DOCUMENT EXCERPT |
-----

Before I began writing plays and fiction, I served for over twenty years in the United States Foreign Service. During much of that time I was engaged in international negotiations based mostly in Washington and United Nations Headquarters in New York and Geneva, primarily dealing with the law of the sea and with the peaceful uses of outer space. In between negotiations, which took me to many of the capitals of the world, I served in four U.S. embassies abroad as a Foreign Service officer in a wide variety of jobs. I have drawn, loosely, on these experiences in the creation and depiction of places, characters and plot elements, in my novels The Reflecting Pool and Head Shot.
My initial assignment abroad (1963-1965) was to Damascus, Syria. I had just arrived with my family, which included my wife and infant daughter. On one of my first days a member of the embassy staff was showing me around and we stopped our car on a bluff above the city. Parked in the same area were many other cars, all with their radios on full blast, so they could all listen to the Syrian government spokesman. Suddenly the atmosphere changed; all the men jumped into their cars and headed off as fast as they could. “Let’s get out of here,” my companion shouted to me. “There’s an attempted coup d’état and the government has announced an immediate curfew. Anyone found on the streets will be shot.” We drove quickly back to safety through empty streets.

-----

COLLECTED DATA |
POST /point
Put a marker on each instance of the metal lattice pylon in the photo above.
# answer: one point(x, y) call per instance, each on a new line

-----

TASK SET |
1. Reproduce the part of the Foreign Service account that begins at the words "My initial assignment" and stops after "through empty streets.", putting "lockdown" in place of "curfew".
2. Answer these questions from the Foreign Service account:
(a) For how long did the writer serve in the United States Foreign Service?
(b) Which two novels draw on the writer's experiences?
(c) During which years was the writer's initial assignment abroad?

TASK RESPONSES |
1.
My initial assignment abroad (1963-1965) was to Damascus, Syria. I had just arrived with my family, which included my wife and infant daughter. On one of my first days a member of the embassy staff was showing me around and we stopped our car on a bluff above the city. Parked in the same area were many other cars, all with their radios on full blast, so they could all listen to the Syrian government spokesman. Suddenly the atmosphere changed; all the men jumped into their cars and headed off as fast as they could. “Let’s get out of here,” my companion shouted to me. “There’s an attempted coup d’état and the government has announced an immediate lockdown. Anyone found on the streets will be shot.” We drove quickly back to safety through empty streets.

2.
(a) For over twenty years.
(b) The Reflecting Pool and Head Shot.
(c) 1963-1965.